Work to be completed: Your task is to print all of the entries exactly, though the pictures should not be included.

[Spatial localization data]
———
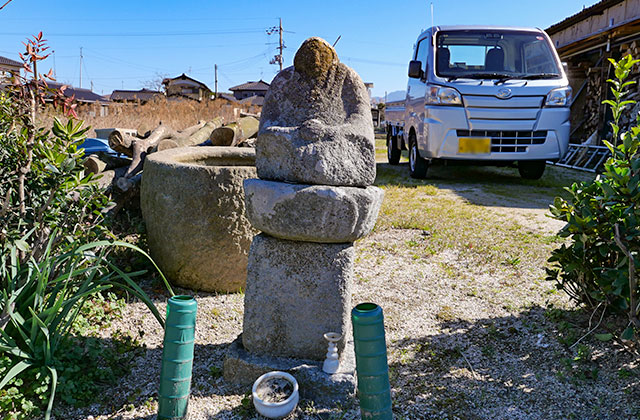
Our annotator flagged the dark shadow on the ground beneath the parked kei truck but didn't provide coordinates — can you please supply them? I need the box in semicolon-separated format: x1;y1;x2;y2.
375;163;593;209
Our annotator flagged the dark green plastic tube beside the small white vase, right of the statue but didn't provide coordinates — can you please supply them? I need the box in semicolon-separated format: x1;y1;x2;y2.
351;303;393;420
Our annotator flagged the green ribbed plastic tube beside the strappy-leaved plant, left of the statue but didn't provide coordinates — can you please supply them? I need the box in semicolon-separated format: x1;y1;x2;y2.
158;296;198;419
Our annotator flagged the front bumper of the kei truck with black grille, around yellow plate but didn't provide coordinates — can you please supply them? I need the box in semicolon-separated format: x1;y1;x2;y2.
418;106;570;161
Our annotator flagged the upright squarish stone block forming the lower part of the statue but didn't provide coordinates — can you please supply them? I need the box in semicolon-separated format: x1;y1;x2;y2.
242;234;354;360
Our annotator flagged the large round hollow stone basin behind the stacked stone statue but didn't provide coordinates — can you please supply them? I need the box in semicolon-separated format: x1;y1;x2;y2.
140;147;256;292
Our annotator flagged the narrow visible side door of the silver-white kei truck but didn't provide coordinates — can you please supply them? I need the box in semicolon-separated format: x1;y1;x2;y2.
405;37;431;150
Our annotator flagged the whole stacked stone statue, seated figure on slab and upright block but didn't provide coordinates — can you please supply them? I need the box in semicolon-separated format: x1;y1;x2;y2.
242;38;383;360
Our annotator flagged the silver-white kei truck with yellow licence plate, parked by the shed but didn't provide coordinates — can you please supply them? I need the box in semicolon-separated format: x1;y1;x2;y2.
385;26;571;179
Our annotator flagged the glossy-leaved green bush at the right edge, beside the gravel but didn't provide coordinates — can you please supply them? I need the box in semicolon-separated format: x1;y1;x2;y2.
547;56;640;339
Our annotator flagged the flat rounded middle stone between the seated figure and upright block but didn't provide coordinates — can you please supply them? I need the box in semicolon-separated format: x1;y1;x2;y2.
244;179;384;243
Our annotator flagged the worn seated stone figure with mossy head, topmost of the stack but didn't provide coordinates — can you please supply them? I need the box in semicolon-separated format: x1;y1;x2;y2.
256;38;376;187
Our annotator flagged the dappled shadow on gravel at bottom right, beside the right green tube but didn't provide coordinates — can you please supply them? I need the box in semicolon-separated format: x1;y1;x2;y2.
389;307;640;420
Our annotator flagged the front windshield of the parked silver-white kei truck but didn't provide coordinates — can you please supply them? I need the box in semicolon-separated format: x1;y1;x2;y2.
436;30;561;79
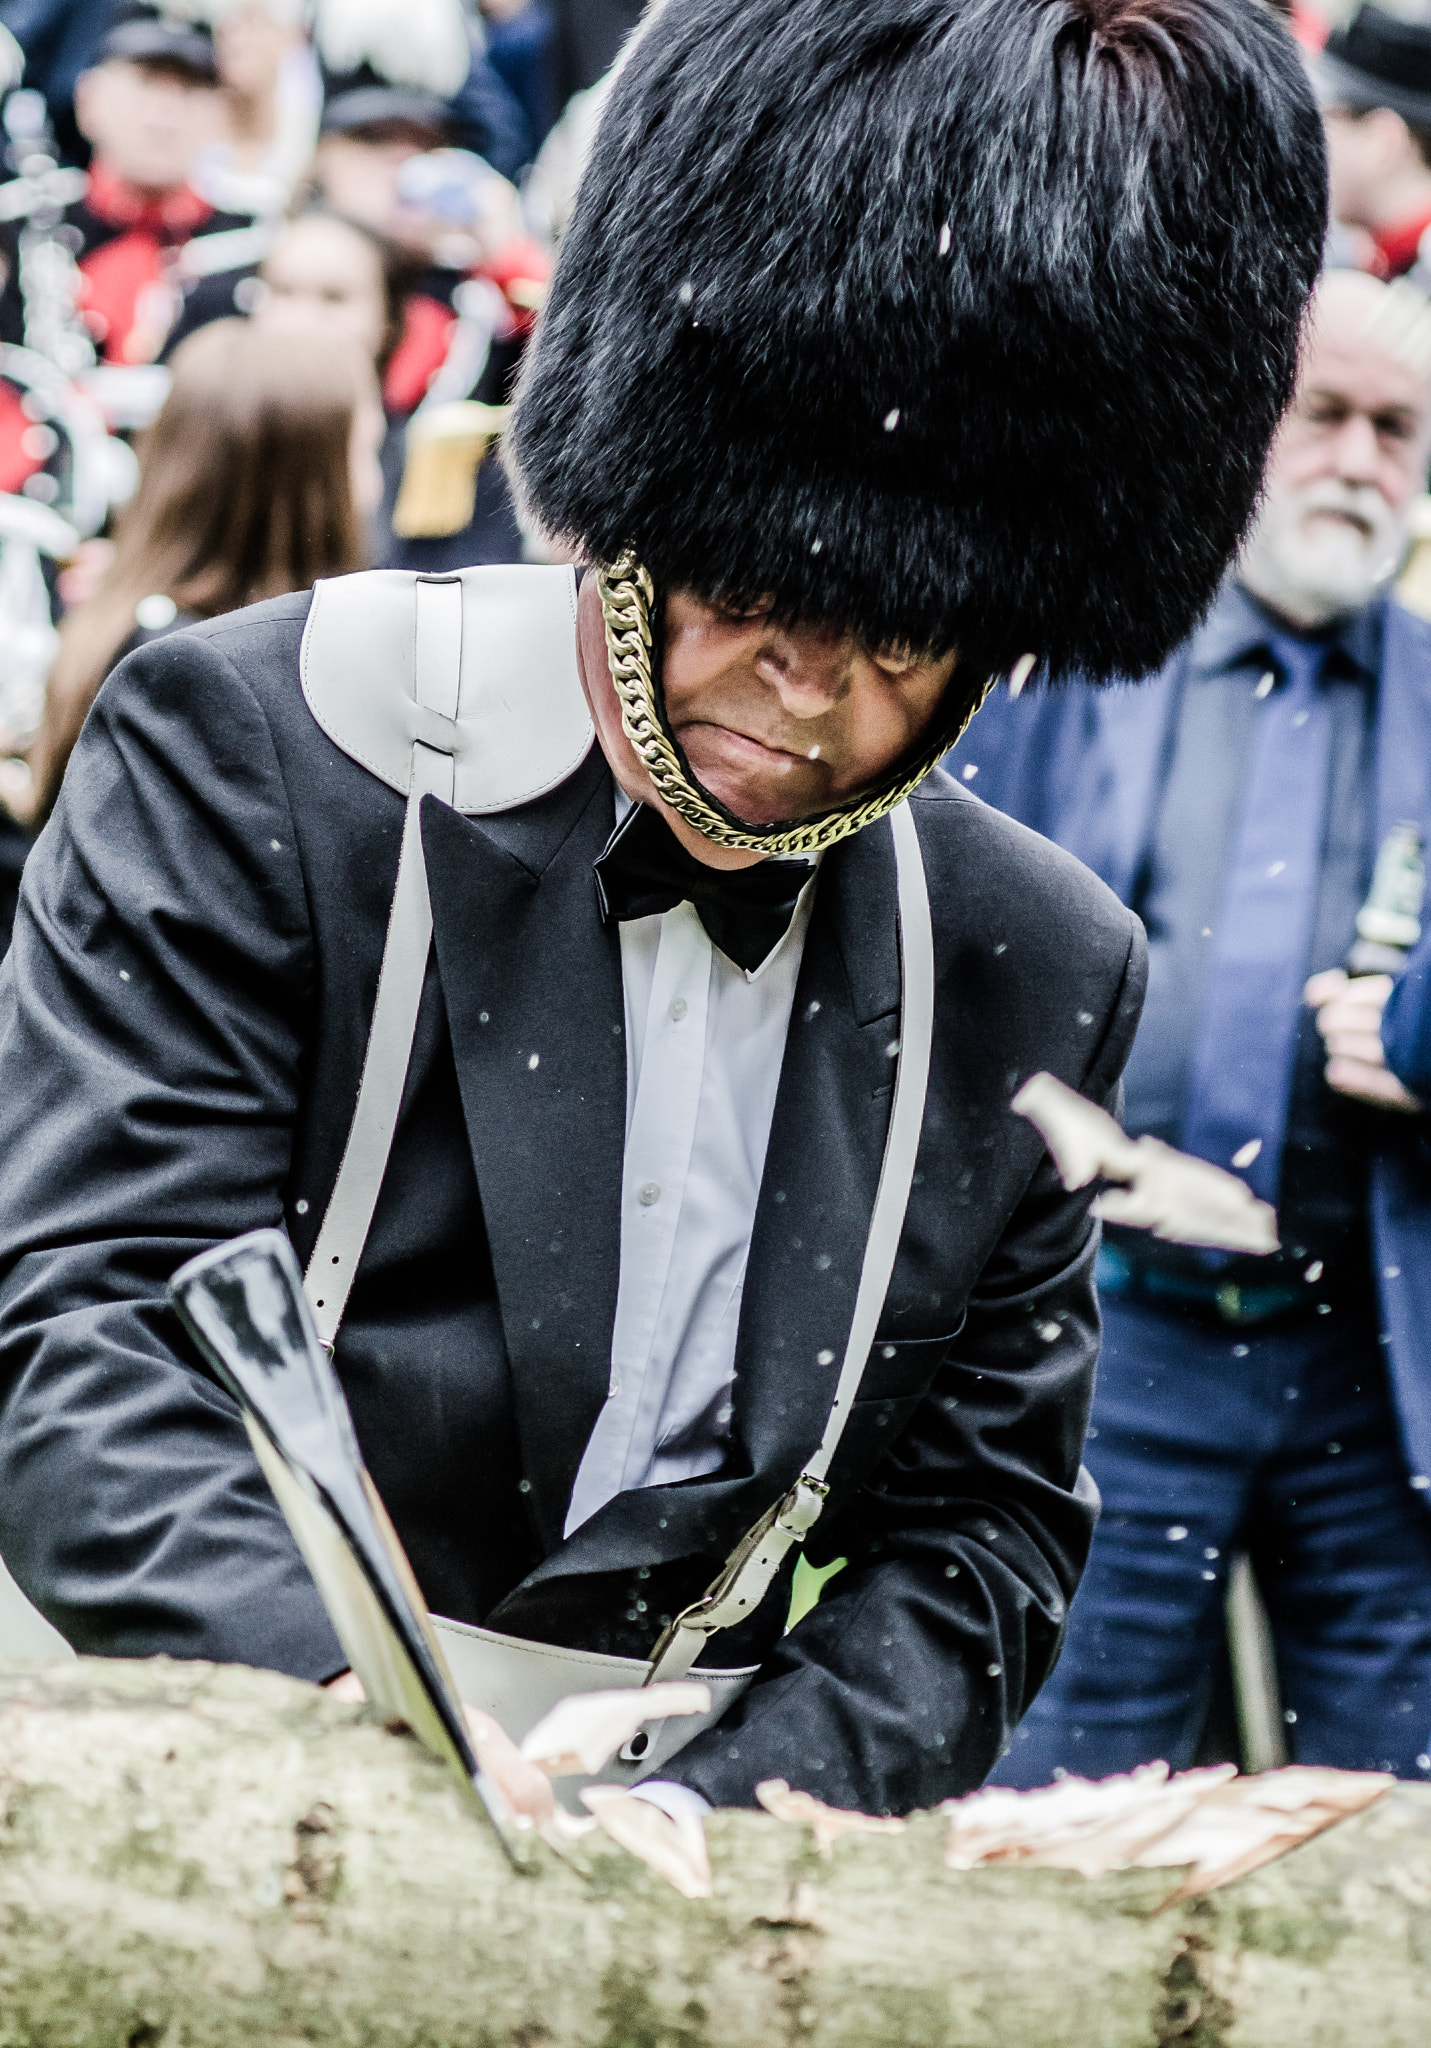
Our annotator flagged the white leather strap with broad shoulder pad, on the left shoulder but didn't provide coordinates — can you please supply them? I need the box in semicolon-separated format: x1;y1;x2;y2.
———
Solution below:
Our annotator flagged the dark shadow on the ground beneath the parked kei truck but didn't provide coordinates — can you please supply them? I need the box in semicolon-separated format: x1;y1;x2;y2.
375;163;593;209
Our annotator flagged the dark green plastic tube beside the small white vase, right of the statue but didn't provide coordinates — can you please supply them? I need the box in semicolon-separated format: x1;y1;x2;y2.
351;303;393;420
Our annotator flagged the green ribbed plastic tube beside the strappy-leaved plant, left of the statue but didn't provide coordinates — can you please supply them? I need the box in semicolon-separated format: x1;y1;x2;y2.
158;296;198;419
Our annotator flagged the front bumper of the kei truck with black grille, around yellow plate but didn't provide coordinates — can you please supply them? I need the box in semicolon-separated format: x1;y1;x2;y2.
418;106;570;161
Our annotator flagged the upright squarish stone block forming the lower part of the statue but didn't provide coordinates — can you please supply them? I need the box in semicolon-separated format: x1;y1;x2;y2.
242;234;354;360
Our annotator flagged the large round hollow stone basin behind the stacked stone statue but didn't provide coordinates — can you please supply them? I need the box in semicolon-separated format: x1;y1;x2;y2.
140;147;256;292
Our annotator flagged the narrow visible side door of the silver-white kei truck but didn't provide coordinates — can you please supply them? I need the box in semicolon-separated format: x1;y1;x2;y2.
405;37;431;150
Our annotator flagged the whole stacked stone statue, seated figure on slab and upright block but didn't provide coordinates — can you please supply them? I need the box in semicolon-separated format: x1;y1;x2;y2.
242;38;383;360
Our annotator flagged the silver-white kei truck with yellow licence plate, parked by the shed but didn't provide coordinates — can you please supply them? I need the box in semicolon-separated format: x1;y1;x2;y2.
385;26;571;179
Our annotator flagged the glossy-leaved green bush at the right edge, beside the gravel but didn't provide coordinates — can you please supply them? I need the box in semicolon-separated format: x1;y1;x2;y2.
547;56;640;339
Our annotator flagged the flat rounded middle stone between the seated figure and upright block but didn't provide coordinates — can you please supply them? I need the box in semicolon-separated format: x1;y1;x2;y2.
244;179;384;243
Our annotator flagged the worn seated stone figure with mossy head, topmost of the stack but didn't provide coordinates — can you please supply them? I need the box in semicolon-separated format: x1;y1;x2;y2.
256;38;376;187
Our annotator flagged the dappled shadow on gravel at bottom right, beside the right green tube but didn't provide coordinates — can you please supply them? I need the box in semicolon-separated format: x1;y1;x2;y2.
389;307;640;420
Our annotator flagged the front windshield of the parked silver-white kei truck but didn't provide coordinates — can you please supply them? I need the box in semicolon-separated format: x1;y1;x2;y2.
436;30;561;79
Our annotator flagged the white leather strap with broad shoulder pad, on the left shoulder but didn't provide coordinates — can you please supply them? I need the box in semicolon-separated format: x1;y1;x2;y2.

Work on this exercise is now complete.